Work instruction: Please go through the records below and return every line holding the word "pale".

Text-to-region grounding data:
+ + +
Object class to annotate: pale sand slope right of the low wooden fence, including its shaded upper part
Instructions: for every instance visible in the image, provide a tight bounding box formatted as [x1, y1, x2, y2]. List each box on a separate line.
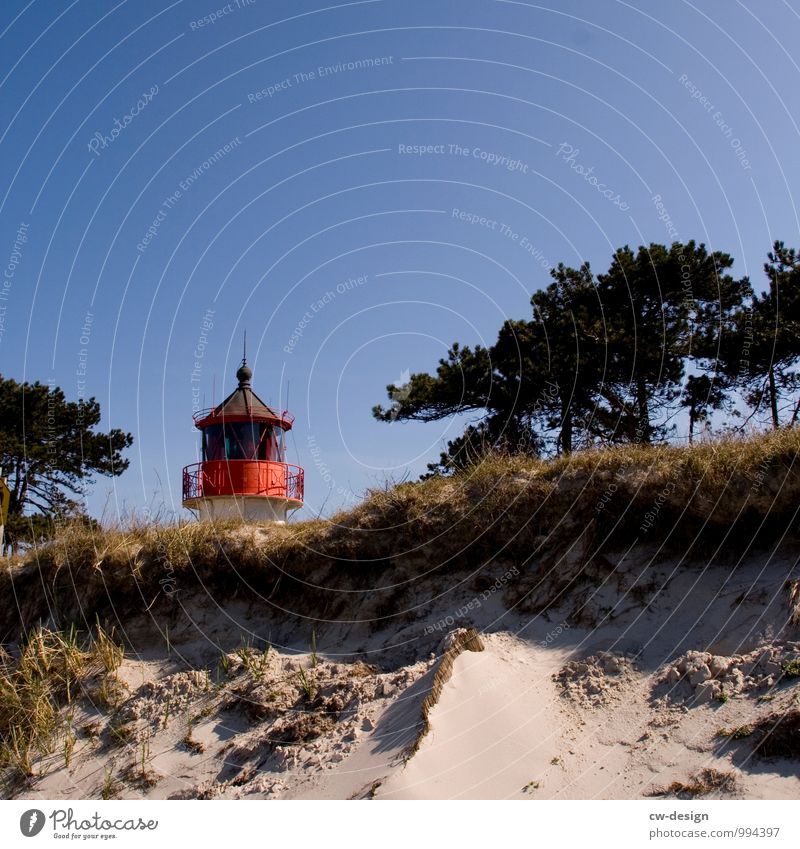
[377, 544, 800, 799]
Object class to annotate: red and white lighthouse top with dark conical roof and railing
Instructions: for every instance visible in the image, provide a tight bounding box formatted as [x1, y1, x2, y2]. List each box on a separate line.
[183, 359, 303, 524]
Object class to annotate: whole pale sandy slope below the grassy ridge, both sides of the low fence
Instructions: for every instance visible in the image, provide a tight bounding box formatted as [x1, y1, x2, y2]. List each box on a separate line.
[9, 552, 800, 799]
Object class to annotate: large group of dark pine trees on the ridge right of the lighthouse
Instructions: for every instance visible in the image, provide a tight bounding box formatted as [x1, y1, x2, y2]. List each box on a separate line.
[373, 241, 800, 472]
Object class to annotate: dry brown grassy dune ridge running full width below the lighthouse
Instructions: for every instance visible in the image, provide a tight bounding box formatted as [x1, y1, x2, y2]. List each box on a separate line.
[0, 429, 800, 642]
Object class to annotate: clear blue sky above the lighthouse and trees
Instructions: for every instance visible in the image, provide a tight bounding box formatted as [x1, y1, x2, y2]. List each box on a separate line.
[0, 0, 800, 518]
+ + +
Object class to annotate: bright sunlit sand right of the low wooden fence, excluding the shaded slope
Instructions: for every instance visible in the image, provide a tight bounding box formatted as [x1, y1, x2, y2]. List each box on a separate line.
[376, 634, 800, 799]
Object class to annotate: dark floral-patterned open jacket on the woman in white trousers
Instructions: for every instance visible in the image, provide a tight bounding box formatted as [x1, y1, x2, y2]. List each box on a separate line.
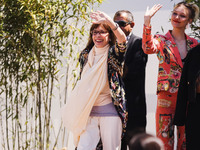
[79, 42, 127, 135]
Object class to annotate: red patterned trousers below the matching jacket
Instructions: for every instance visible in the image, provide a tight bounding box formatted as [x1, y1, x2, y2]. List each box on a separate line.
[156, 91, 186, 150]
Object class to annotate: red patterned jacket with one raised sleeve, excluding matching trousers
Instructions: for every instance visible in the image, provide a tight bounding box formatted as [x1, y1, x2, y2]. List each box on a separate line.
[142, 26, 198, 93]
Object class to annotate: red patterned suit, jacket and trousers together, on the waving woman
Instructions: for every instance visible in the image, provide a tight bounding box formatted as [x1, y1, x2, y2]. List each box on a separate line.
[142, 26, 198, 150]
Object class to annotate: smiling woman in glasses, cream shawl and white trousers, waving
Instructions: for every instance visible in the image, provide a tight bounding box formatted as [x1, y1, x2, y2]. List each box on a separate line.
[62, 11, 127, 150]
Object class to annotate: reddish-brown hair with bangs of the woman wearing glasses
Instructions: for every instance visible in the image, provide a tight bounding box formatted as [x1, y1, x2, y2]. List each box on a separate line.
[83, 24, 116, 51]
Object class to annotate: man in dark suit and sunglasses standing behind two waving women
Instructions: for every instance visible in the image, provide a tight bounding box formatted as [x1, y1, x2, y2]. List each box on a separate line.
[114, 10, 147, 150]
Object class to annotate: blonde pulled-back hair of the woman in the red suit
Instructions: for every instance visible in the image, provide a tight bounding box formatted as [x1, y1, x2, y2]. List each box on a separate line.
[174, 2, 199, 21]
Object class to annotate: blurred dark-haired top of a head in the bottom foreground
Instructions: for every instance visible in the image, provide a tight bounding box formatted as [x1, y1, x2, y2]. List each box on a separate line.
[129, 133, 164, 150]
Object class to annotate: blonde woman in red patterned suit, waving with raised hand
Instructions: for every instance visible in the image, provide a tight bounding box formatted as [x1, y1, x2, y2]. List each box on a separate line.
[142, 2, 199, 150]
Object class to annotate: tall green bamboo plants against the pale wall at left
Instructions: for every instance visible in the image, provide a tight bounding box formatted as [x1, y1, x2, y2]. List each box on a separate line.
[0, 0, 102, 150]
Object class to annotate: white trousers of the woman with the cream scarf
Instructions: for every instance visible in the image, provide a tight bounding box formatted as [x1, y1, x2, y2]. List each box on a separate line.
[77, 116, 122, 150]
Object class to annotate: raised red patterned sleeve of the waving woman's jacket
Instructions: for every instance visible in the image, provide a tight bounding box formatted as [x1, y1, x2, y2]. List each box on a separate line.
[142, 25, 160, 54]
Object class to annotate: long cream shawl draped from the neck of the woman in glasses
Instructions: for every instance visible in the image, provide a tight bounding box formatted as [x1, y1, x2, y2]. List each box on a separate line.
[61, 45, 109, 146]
+ + +
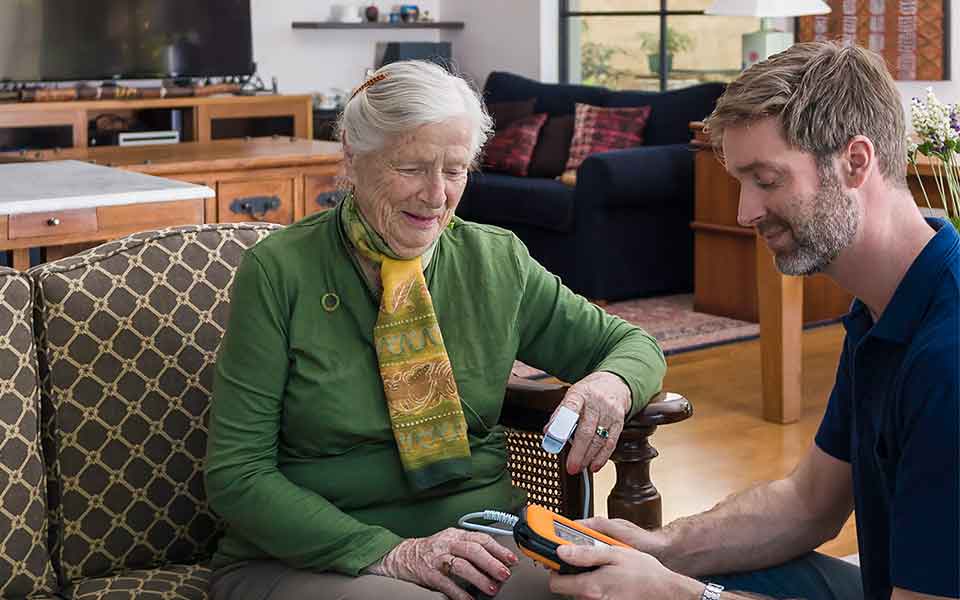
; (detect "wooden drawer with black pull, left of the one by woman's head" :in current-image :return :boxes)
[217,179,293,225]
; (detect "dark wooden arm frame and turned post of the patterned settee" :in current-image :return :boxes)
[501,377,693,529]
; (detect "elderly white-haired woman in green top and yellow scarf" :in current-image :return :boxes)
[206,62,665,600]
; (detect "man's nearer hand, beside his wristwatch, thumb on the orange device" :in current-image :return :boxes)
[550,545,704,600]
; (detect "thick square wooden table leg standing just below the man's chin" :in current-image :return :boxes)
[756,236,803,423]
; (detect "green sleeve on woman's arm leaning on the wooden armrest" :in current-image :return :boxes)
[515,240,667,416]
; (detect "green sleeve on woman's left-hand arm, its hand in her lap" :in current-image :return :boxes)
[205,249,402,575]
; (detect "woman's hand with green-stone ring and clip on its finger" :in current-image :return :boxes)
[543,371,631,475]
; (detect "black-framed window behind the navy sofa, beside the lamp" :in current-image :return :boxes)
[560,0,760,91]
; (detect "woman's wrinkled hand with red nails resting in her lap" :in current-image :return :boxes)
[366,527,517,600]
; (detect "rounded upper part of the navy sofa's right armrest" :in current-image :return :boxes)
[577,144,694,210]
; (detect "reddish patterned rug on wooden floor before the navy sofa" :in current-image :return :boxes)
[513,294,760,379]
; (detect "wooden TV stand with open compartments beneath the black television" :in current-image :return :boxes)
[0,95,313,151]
+ + +
Answer space:
Object class to annotate: pale sand slope right of the low wooden fence, including its shaded upper part
Object class to annotate: whole pale sandy slope below the grassy ridge, both sides of the low fence
Object class to annotate: tall green bamboo plants against the pale wall at left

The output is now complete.